- [Passage for review]:
★ ★ ★
US 1 Newspaper, February 12, 2020
I’m happy to report I am moving foward the second month of the mysterious, baffling, processs known as a stem cell movement. The basic idea is to find out what I need to survive without the systems I arrivded in the world with, since they’re all gone now. For instance, I arrived in life as a blood type A Negative. And did so for 75 years. Now I am an A Positive. Go Figgur. So there is much to be learned.
Today the news was mostly good. More white cells are on the rise, which is a hopeful sign of maybe engraftment. Fingers crossed! More news every day.
In gratitude towards all,
Sarah and my first cousin and oldest friend Christine Jones today at MSKCC
“In a way, today is your first birthday,” That’s how one member of the transplant team gathered in my hospital room put it today during the brief ceremonials around a watershed moment in my treatment. After a presentation of the donor cells, and a few words of thanks on my part to the doctors and nurses and my family, they turned on the switch and the frisky new stem cells started to arrive via a simple IV bag.. May they flourish and multiply.
This is a fascinating display of biomedical science — I hope to use the opportunities it presents wisely.
Here I am in my beautiful room on one of two transplant floors at MSKCC on Day -1 on my transplant journey. So far the story has been preparing me to be a polite host to the bumptious, young stem cells whom I will welcome tomorrow in the form of a simple transfusion. But the whole transplant team will assemble for the occasion, which speaks to their professional sense of shared responsibility.
Today is my single “day of rest” after four days of intense chemotherapies and other medications that are pretty much as predicted — rough. I take inspiration from the many women I know who have undergone similar treatments for their own cancers. We are lucky to have our family nearby, as well as many friends on this road with me.
After the transfusion itself tomorrow, my job is to avoid bacterial and viral infections, of whatever kind, and encourage the new stem-cells to engraft themselves and not to develop the scary graft vs. host disease.
If all goes well, Sarah and I will move into an apartment owned by MSK just a few blocks from here on May 6. We will be able to see friends and family there — but, alas, only there, since restaurants, parties, exhibits, plays, etc. all all verboten because of risk of infections.
Much love to all of your for your expressions of support, which make a diference every day.
The theme for today is Panicky Packing. They want me to check in at MSKCC at 10 am tomorrow, which in their dramatic fashion they call Day -5. The chemo starts tomorrow night — Fludarabine. I get that until Day -2 when they add Melphalan. Then after my immune system is pretty well wiped out by the chemical carpet bombing, with nothing green growing, I get the transplant itself on Day Zero. It is not surgery, as many people think, but a transfusion of stem cells from an anonymous donor. Then the process begins to help these little fellows thrive and multiply — and to prevent the dreaded Graft vs. Host Disease.
I am optimistic, thanks to our very professional Transplant Team and especially to the amazing support I receive from my wife and so many friends and family. I was not ready for that, and it is quite moving. I will miss all of them, and my dog Louie, who is filling out the forms to be admitted as a support animal.
I am loaded up with books and music — thank you for the recommendations! — and my first-ever set of over-the-ear, noise-canceling bluetooth headphones from Bose. Will be tuning in Monty Python as soon as I can.
★ ★ ★
- [Exercise goal]:
Answer these questions from the transplant diary:
(a) What blood type did the writer have for 75 years, and what blood type does the writer have now?
(b) Which two chemotherapy drugs are named, and on which day is the second one added?
(c) What is the name of the writer's dog?
★ ★ ★
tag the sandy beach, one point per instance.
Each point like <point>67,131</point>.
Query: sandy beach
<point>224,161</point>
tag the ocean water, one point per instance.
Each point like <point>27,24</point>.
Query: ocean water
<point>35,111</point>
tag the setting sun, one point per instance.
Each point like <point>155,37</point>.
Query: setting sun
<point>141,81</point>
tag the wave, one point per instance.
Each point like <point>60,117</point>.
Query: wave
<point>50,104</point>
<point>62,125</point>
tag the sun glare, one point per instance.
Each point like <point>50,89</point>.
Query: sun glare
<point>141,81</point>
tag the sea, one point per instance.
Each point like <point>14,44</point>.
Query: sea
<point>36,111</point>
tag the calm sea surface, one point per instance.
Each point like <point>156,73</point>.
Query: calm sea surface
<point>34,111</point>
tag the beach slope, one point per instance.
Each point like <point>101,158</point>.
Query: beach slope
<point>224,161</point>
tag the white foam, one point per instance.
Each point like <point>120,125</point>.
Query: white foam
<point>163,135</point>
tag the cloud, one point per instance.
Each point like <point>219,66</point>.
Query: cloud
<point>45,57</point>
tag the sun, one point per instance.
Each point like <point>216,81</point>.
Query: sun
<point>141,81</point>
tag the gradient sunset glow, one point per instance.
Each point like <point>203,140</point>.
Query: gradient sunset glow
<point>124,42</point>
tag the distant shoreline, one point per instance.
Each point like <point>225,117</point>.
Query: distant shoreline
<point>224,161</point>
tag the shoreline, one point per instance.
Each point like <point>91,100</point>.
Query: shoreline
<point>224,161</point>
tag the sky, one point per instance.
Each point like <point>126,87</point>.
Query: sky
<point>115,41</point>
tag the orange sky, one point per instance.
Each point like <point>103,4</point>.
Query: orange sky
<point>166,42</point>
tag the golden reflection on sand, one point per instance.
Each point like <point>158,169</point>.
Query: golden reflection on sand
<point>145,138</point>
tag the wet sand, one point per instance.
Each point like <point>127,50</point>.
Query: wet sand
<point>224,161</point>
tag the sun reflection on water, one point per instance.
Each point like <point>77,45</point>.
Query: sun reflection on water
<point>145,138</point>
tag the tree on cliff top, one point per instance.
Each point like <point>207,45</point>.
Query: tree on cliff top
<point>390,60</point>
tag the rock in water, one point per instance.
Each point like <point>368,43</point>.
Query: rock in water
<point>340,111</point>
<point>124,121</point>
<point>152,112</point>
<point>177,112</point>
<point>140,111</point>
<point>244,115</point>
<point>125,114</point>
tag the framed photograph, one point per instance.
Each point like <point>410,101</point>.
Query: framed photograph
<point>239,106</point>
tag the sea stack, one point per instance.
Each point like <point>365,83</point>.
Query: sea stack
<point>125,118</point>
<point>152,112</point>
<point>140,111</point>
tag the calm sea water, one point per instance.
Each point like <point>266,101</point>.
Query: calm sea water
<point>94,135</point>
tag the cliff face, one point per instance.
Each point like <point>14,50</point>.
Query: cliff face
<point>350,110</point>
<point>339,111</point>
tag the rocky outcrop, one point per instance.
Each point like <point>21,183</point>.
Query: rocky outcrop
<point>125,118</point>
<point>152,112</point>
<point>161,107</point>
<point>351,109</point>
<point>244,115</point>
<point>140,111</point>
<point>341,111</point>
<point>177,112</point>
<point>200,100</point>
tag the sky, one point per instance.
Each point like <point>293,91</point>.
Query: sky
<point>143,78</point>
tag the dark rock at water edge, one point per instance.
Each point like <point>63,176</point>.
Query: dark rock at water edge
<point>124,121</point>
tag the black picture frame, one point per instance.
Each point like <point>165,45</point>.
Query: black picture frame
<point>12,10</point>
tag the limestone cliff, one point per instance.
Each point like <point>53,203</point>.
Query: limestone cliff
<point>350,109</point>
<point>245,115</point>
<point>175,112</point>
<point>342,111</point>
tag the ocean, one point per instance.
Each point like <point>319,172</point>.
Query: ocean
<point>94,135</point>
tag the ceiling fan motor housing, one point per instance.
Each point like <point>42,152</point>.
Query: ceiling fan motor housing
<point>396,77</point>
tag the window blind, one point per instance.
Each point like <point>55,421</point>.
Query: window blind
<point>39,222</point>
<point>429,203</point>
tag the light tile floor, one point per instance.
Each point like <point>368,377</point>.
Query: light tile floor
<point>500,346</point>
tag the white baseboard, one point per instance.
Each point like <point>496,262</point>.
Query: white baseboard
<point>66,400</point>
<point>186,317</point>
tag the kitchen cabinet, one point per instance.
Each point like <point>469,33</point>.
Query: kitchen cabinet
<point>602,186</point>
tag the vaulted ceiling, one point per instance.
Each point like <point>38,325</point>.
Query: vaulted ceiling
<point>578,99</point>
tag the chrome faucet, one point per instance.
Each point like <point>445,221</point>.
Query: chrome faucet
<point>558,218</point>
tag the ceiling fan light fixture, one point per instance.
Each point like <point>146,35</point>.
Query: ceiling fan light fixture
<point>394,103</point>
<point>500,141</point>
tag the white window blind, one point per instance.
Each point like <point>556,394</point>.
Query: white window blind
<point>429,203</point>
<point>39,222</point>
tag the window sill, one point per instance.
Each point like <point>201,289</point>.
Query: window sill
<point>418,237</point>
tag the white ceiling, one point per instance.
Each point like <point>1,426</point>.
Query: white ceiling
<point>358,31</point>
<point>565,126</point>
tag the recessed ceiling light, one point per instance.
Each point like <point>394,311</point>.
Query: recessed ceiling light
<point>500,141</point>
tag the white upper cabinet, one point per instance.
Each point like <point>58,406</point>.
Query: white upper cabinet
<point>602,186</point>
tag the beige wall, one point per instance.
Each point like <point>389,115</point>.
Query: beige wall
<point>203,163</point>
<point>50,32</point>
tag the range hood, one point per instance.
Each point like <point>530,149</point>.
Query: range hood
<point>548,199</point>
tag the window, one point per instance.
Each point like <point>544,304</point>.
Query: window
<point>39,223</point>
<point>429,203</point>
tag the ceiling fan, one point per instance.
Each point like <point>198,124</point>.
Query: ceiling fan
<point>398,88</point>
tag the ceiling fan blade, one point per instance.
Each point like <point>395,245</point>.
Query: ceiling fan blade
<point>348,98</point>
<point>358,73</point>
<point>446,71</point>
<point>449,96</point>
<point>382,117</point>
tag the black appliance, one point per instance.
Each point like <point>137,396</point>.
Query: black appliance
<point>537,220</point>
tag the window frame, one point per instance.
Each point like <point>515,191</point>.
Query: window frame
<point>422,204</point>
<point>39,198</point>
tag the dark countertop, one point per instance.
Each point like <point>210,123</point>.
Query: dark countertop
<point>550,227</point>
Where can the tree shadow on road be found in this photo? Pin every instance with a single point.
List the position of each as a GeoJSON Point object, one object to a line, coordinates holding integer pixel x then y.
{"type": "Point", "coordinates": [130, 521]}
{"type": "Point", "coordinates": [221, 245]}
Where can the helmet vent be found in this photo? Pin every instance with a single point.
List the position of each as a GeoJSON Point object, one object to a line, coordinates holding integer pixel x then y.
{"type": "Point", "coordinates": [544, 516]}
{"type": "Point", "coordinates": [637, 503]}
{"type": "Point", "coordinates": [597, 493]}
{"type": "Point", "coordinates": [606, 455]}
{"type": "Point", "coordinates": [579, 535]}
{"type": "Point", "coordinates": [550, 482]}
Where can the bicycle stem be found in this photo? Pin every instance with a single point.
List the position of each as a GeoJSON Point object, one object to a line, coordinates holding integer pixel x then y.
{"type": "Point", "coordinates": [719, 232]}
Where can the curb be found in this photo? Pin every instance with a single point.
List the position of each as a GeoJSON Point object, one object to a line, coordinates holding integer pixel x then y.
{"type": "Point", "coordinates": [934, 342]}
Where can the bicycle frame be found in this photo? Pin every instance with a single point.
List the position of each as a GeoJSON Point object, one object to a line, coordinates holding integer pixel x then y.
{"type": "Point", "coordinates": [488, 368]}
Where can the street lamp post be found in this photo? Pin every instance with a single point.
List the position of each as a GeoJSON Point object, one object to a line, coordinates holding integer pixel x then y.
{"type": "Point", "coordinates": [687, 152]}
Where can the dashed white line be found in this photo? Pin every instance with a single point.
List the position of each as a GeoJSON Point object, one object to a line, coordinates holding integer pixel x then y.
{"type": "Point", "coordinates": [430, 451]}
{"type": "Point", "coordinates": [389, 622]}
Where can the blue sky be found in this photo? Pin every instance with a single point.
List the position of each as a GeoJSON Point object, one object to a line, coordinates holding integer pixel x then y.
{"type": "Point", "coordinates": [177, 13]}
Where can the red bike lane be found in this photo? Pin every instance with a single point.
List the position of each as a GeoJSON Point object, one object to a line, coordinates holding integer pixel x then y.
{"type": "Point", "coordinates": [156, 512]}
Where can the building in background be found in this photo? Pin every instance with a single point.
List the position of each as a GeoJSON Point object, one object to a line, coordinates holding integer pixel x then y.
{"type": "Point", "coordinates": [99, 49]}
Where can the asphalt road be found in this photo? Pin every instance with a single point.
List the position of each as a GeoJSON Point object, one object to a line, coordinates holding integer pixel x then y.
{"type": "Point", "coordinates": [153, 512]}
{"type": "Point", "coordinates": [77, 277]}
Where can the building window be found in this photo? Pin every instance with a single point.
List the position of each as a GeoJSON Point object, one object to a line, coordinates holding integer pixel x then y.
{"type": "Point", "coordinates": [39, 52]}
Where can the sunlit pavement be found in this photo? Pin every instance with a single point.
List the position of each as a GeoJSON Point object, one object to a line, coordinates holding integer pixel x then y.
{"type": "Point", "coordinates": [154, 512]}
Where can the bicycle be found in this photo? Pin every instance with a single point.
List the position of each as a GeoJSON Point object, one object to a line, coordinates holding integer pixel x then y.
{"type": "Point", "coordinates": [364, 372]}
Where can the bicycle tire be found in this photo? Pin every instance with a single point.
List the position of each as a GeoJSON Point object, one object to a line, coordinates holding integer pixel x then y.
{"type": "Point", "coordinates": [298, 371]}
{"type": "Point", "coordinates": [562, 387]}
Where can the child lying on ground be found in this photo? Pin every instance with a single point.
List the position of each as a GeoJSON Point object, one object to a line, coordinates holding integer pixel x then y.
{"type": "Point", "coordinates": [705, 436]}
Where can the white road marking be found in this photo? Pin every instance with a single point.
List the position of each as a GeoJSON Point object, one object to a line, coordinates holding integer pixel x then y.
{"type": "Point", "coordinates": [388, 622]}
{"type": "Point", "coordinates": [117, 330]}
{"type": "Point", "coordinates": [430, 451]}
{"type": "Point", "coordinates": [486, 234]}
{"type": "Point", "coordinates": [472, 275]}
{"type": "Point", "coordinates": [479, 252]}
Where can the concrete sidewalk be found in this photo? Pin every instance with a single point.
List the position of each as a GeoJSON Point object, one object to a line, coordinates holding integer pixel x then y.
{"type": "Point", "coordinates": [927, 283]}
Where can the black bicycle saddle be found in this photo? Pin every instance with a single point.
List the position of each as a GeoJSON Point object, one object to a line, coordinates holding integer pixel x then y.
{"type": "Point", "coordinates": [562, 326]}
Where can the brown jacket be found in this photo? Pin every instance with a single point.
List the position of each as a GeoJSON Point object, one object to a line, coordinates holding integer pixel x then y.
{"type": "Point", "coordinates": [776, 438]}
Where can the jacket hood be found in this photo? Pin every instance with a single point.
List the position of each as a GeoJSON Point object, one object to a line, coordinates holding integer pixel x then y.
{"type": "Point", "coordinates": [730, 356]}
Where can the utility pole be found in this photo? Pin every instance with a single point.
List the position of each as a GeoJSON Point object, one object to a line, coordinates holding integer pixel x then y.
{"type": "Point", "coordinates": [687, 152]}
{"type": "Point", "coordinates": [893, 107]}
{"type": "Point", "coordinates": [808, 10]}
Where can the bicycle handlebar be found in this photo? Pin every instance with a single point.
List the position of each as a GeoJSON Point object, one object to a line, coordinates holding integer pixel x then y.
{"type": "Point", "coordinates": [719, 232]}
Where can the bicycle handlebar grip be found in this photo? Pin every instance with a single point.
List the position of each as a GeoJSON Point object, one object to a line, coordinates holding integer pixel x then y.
★ ★ ★
- [Task response]:
(a) A Negative for 75 years; now A Positive.
(b) Fludarabine and Melphalan; Melphalan is added on Day -2.
(c) Louie.